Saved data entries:
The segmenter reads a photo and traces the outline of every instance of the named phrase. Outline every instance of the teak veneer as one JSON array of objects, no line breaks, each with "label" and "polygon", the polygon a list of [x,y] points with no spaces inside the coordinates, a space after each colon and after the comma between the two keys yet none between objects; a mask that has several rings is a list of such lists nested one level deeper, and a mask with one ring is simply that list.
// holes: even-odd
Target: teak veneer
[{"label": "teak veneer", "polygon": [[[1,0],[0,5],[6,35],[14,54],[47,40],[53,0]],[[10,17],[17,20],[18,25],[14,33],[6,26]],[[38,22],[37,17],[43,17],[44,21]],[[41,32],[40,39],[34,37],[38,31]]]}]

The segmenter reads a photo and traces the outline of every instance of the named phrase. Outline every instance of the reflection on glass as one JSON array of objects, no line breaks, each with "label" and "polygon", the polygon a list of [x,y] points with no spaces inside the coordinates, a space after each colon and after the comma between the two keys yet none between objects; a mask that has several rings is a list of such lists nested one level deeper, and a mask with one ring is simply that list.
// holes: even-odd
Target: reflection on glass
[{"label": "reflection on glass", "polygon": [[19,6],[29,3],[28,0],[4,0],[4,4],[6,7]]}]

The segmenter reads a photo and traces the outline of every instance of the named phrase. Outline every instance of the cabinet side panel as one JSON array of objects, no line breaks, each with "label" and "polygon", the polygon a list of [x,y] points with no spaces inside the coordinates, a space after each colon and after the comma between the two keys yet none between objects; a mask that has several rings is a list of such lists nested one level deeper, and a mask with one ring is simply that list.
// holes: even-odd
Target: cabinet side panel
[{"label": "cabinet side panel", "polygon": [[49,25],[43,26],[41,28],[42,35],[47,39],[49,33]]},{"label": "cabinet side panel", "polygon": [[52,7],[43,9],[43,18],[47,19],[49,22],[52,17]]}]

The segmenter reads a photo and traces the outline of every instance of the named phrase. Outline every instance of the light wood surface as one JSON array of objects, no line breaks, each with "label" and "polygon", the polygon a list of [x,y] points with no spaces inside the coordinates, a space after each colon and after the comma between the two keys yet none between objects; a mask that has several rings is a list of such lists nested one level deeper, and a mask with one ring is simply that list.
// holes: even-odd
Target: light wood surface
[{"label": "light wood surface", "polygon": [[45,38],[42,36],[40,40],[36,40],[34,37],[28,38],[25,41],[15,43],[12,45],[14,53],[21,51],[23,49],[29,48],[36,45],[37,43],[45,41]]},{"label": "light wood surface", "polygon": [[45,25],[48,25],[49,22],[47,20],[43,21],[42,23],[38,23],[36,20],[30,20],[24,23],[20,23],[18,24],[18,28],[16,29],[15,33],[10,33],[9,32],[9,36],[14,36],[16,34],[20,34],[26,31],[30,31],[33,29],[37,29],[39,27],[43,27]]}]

= About this exercise =
Where a line in the records above includes the string "array", show it.

= Exercise answer =
The segmenter reads a photo and traces the outline of every instance of the named phrase. Outline every instance of the teak veneer as one JSON array of objects, no line breaks, each with "label" and "polygon", the polygon a list of [x,y] points with no spaces inside the coordinates, a space after each colon and after the comma between the two keys yet none between objects; a mask that has several rings is a list of such lists nested one level deeper, and a mask with one ring is simply that list.
The segmenter reads a photo and traces the outline of every instance of the named phrase. Outline every instance of the reflection on glass as one JSON array of objects, no line breaks, each with "label" and "polygon", the polygon a list of [x,y] points with no spaces inside the coordinates, a space after each colon and after the comma between the two keys yet none between objects; a mask that has several rings is a list of such lists nested one level deeper, and a mask with one ring is simply that list.
The segmenter reads a photo and traces the outline of every instance of the named phrase. Outline every instance of the cabinet side panel as one JSON array of objects, no line breaks, each with "label" and "polygon", the polygon a list of [x,y] points with no spaces inside the coordinates, a space after each colon and after the comma between the two keys yet none between objects; a mask that has several rings is a list of such lists nested one level deeper, and a mask with one ring is simply that list.
The segmenter reads a photo and traces the outline of every instance of the named phrase. Outline every instance of the light wood surface as one JSON array of objects, no line breaks, each with "label" and "polygon", the polygon a list of [x,y] points with no spaces inside the coordinates, a space after each colon and after the comma between the two keys yet none between objects; a mask that has several rings is a list of such lists nested one level deeper, and a mask with one ring is simply that list.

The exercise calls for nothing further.